Contour annotation records:
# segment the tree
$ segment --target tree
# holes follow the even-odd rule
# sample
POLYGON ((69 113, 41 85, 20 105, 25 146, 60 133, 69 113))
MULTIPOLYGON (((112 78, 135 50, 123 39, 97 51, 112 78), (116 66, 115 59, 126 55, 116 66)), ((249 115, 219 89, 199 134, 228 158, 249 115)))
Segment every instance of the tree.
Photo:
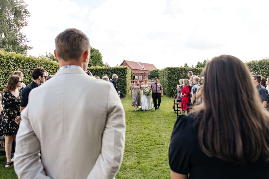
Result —
POLYGON ((203 65, 204 66, 204 68, 206 68, 206 65, 207 63, 209 61, 209 59, 207 58, 207 59, 206 60, 205 60, 204 61, 204 62, 203 62, 203 65))
POLYGON ((26 35, 20 32, 27 25, 30 16, 27 5, 18 0, 2 0, 0 4, 0 49, 6 52, 26 54, 32 47, 27 45, 26 35))
POLYGON ((184 64, 184 66, 183 67, 185 67, 185 68, 190 68, 189 65, 187 63, 185 63, 184 64))
POLYGON ((197 63, 197 64, 195 65, 196 68, 204 68, 204 65, 202 62, 198 61, 197 63))
POLYGON ((102 54, 97 49, 91 47, 91 52, 90 54, 90 59, 88 67, 105 66, 103 63, 102 54))
POLYGON ((155 78, 159 78, 159 69, 154 70, 150 73, 150 76, 151 79, 155 78))
POLYGON ((104 64, 104 65, 105 65, 105 67, 110 67, 110 65, 109 65, 109 64, 107 63, 105 63, 104 64))

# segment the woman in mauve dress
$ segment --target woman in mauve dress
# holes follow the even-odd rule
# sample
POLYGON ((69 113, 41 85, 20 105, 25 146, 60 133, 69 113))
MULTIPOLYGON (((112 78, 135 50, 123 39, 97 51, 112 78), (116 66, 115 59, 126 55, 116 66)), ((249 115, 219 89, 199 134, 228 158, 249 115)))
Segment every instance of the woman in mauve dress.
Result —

## Short problem
Write out all the records above again, renaming "sample" to "reference outline" wherever it occurs and keeping everything else the same. Leave the pictures out.

## Solution to this problem
# segment the tree
$ segment --target tree
# holes follow the even-odd rule
# reference outline
POLYGON ((69 113, 41 85, 20 105, 25 146, 60 133, 69 113))
MULTIPOLYGON (((112 78, 135 50, 123 39, 97 51, 112 78), (116 66, 115 59, 126 55, 116 66)), ((249 115, 219 89, 199 134, 228 158, 249 115)))
Segment every instance of the tree.
Photo:
Result —
POLYGON ((203 65, 204 66, 204 68, 206 68, 206 65, 207 63, 209 61, 209 59, 207 58, 207 59, 206 60, 205 60, 204 61, 204 62, 203 62, 203 65))
POLYGON ((26 35, 20 32, 27 25, 30 16, 27 5, 18 0, 2 0, 0 4, 0 49, 6 52, 26 54, 32 47, 27 45, 26 35))
POLYGON ((184 64, 184 66, 183 67, 185 67, 185 68, 190 68, 189 65, 187 63, 185 63, 184 64))
POLYGON ((197 63, 197 64, 195 65, 196 68, 204 68, 204 65, 202 62, 198 61, 197 63))
POLYGON ((102 54, 97 49, 91 47, 91 52, 90 54, 90 59, 88 67, 105 66, 103 63, 102 54))
POLYGON ((155 78, 159 78, 159 69, 154 70, 150 73, 150 76, 151 79, 155 78))
POLYGON ((104 64, 104 65, 105 65, 105 67, 110 67, 110 65, 109 65, 109 64, 107 63, 105 63, 104 64))

# segment the woman in mauve dress
$ segment --target woman in mauve dress
# holes follow the even-odd rule
# reference outline
POLYGON ((69 113, 41 85, 20 105, 25 146, 60 133, 69 113))
MULTIPOLYGON (((112 78, 135 50, 123 39, 97 51, 112 78), (116 66, 115 59, 126 55, 116 66)), ((249 115, 219 89, 199 134, 228 158, 249 115)))
Segment every instance of the woman in mauve dress.
Result —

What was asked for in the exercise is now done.